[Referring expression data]
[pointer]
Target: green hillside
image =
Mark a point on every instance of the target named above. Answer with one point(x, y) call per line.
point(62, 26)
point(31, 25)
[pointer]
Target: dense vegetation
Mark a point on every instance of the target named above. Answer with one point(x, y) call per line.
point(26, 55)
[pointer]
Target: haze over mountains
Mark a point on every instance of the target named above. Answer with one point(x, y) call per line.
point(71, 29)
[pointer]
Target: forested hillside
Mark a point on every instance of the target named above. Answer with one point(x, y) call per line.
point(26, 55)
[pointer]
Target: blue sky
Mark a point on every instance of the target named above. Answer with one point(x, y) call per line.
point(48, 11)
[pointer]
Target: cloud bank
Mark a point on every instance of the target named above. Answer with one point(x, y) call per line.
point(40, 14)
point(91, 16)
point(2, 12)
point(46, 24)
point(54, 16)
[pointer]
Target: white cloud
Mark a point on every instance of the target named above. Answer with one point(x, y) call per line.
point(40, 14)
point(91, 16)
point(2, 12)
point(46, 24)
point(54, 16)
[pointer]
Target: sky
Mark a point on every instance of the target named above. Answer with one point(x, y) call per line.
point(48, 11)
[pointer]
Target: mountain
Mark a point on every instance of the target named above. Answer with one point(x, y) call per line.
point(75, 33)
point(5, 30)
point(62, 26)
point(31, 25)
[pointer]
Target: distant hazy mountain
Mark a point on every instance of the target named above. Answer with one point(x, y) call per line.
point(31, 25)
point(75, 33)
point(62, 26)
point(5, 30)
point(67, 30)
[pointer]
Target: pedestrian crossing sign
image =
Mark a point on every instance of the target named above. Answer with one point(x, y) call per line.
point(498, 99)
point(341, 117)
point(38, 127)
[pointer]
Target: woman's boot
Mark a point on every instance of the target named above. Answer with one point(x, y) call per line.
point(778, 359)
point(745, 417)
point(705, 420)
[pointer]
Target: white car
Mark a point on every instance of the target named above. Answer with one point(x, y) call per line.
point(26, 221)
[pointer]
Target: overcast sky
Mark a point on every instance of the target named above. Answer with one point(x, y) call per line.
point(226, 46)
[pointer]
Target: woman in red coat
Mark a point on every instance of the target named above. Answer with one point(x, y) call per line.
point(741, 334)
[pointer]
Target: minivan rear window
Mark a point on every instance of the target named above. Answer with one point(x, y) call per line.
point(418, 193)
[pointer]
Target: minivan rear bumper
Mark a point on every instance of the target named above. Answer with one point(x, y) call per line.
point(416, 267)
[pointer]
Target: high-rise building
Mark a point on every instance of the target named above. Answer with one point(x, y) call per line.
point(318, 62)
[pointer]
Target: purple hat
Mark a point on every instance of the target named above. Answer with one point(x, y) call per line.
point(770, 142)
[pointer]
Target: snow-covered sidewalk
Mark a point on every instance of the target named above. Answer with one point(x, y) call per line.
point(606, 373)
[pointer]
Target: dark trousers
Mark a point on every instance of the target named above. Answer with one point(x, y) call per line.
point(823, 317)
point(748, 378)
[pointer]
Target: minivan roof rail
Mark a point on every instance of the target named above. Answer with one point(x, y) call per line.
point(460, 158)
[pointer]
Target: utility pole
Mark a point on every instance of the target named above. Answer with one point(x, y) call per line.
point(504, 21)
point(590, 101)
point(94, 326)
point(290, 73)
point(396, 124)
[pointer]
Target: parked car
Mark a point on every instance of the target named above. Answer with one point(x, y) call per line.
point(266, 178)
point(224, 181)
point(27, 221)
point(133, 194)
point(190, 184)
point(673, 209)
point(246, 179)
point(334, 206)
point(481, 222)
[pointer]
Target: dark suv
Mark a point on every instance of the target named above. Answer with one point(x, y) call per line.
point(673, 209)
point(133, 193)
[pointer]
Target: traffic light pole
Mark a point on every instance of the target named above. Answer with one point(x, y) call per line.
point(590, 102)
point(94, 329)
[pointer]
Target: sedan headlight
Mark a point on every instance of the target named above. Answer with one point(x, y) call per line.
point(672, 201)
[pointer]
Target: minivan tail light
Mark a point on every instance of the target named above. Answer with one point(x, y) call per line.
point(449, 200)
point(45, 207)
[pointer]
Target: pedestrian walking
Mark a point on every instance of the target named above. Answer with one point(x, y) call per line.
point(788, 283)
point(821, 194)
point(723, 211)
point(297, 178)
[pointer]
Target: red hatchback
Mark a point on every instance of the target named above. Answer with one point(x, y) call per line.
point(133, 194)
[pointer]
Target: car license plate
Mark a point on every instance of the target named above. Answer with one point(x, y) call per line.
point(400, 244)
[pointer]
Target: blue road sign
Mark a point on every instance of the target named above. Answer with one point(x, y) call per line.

*EXERCISE DETAILS:* Every entry must be given again exactly as it reads.

*RESULT OF THE EXERCISE:*
[pointer]
Target: green hillside
image =
Mark a point on every instance of the target named above. Answer with one point(x, y) call per line.
point(62, 26)
point(31, 25)
[pointer]
Target: dense vegetation
Mark a point on every instance of the target named above. Answer with one point(x, y) call per line.
point(26, 55)
[pointer]
Target: haze over mountains
Mark a point on every instance of the target named above. Answer with one point(x, y) call per line.
point(71, 29)
[pointer]
Target: forested hillside
Mark a point on every instance of the target named above. Answer with one point(x, y) call per line.
point(26, 55)
[pointer]
Target: blue sky
Mark a point on every instance of the target named above. Answer with one point(x, y) call per line.
point(48, 11)
[pointer]
Target: cloud bank
Mark a point on every instance of the target named above. Answer with one point(x, y) call per line.
point(40, 14)
point(91, 16)
point(2, 12)
point(46, 24)
point(54, 16)
[pointer]
Target: white cloud
Mark a point on every instance of the target named above. Answer with one point(x, y) call per line.
point(40, 14)
point(91, 16)
point(2, 12)
point(46, 24)
point(54, 16)
[pointer]
Target: sky
Mark a point on every instance of the target named above. Answer with one point(x, y) call per line.
point(48, 11)
[pointer]
Target: mountain
Mark a point on every instance of the target named above. Answer with one point(x, y) call per line.
point(75, 33)
point(5, 30)
point(62, 26)
point(31, 25)
[pointer]
Target: distant hazy mountain
Mark a point on every instance of the target named above. Answer with one point(x, y) call per line.
point(31, 25)
point(75, 33)
point(62, 26)
point(5, 30)
point(67, 30)
[pointer]
Target: pedestrian crossing sign
image =
Mark a point on every instance of the target named above. Answer with one point(x, y) call per line.
point(498, 99)
point(341, 117)
point(38, 127)
[pointer]
Target: woman's boot
Mark a point on every instance of the target named above. Answer with one point(x, y) call per line.
point(778, 359)
point(745, 417)
point(705, 420)
[pointer]
Target: white car
Mark a point on every instance of the target named above. Answer with one point(x, y) call per line.
point(26, 221)
[pointer]
Target: overcast sky
Mark a point on every instance of the target named above. Answer with one point(x, y) call per line.
point(226, 46)
[pointer]
Target: woman in red coat
Mark a point on every instance of the target named above. Answer with one point(x, y) call per line.
point(741, 334)
[pointer]
Target: minivan rear window
Mark a point on every instance of the target named above. Answer with one point(x, y) call per line.
point(418, 193)
[pointer]
Target: minivan rear bumper
Mark a point on every instance of the target named above. Answer with one point(x, y) call per line.
point(416, 267)
[pointer]
Target: high-rise building
Mark a point on every instance of the target named above. Answer with one point(x, y) call per line.
point(318, 62)
[pointer]
Target: purple hat
Mark a point on every instance of the target named above. Answer with one point(x, y) call per line.
point(770, 142)
[pointer]
Target: snow-covered sidewalk
Mark a point on every instance of the target named above. Answer with one point(x, y) call per line.
point(606, 373)
[pointer]
Target: dark trousers
Mark a point on every instance of the target named above. Answer with one point(x, y) call per line.
point(823, 317)
point(748, 378)
[pointer]
Target: minivan roof rail
Mark a point on every instance of the target named above. Answer with one point(x, y) call per line.
point(460, 158)
[pointer]
Target: utility pole
Mark a point on every instance of the target named above. Answer with one point(x, y) call per line.
point(504, 21)
point(590, 101)
point(94, 326)
point(290, 73)
point(396, 124)
[pointer]
Target: parked car
Mark a point on every instance of the target named above. Answer with one point(x, y) call per line.
point(266, 178)
point(224, 181)
point(27, 221)
point(133, 194)
point(190, 184)
point(673, 209)
point(246, 179)
point(334, 206)
point(481, 222)
[pointer]
Target: dark suv
Mark a point on every instance of the target named above. Answer with one point(x, y) call per line.
point(673, 209)
point(133, 193)
[pointer]
Target: traffic light pole
Mark a point on every instance of the target named above. Answer with one point(x, y) call per line.
point(590, 102)
point(94, 329)
[pointer]
Target: sedan headlight
Mark a point on every instance of the target named above. Answer with one point(x, y) call per line.
point(672, 201)
[pointer]
Target: minivan tail light
Mark a point on every instance of the target named above. Answer with one point(x, y) call per line.
point(449, 200)
point(45, 207)
[pointer]
Target: pedestrian walking
Mark a point on every instance of the target named above. Answer with one point(x, y) call per line.
point(788, 283)
point(821, 194)
point(723, 211)
point(297, 178)
[pointer]
Target: red hatchback
Mark a point on every instance of the target named above. Answer with one point(x, y) call per line.
point(133, 194)
[pointer]
Target: car license plate
Mark a point on every instance of the target named above. Answer with one point(x, y) call per line.
point(400, 244)
[pointer]
Target: blue road sign
Mark a point on every instance of the target named above. Answer with one point(x, y) call per line.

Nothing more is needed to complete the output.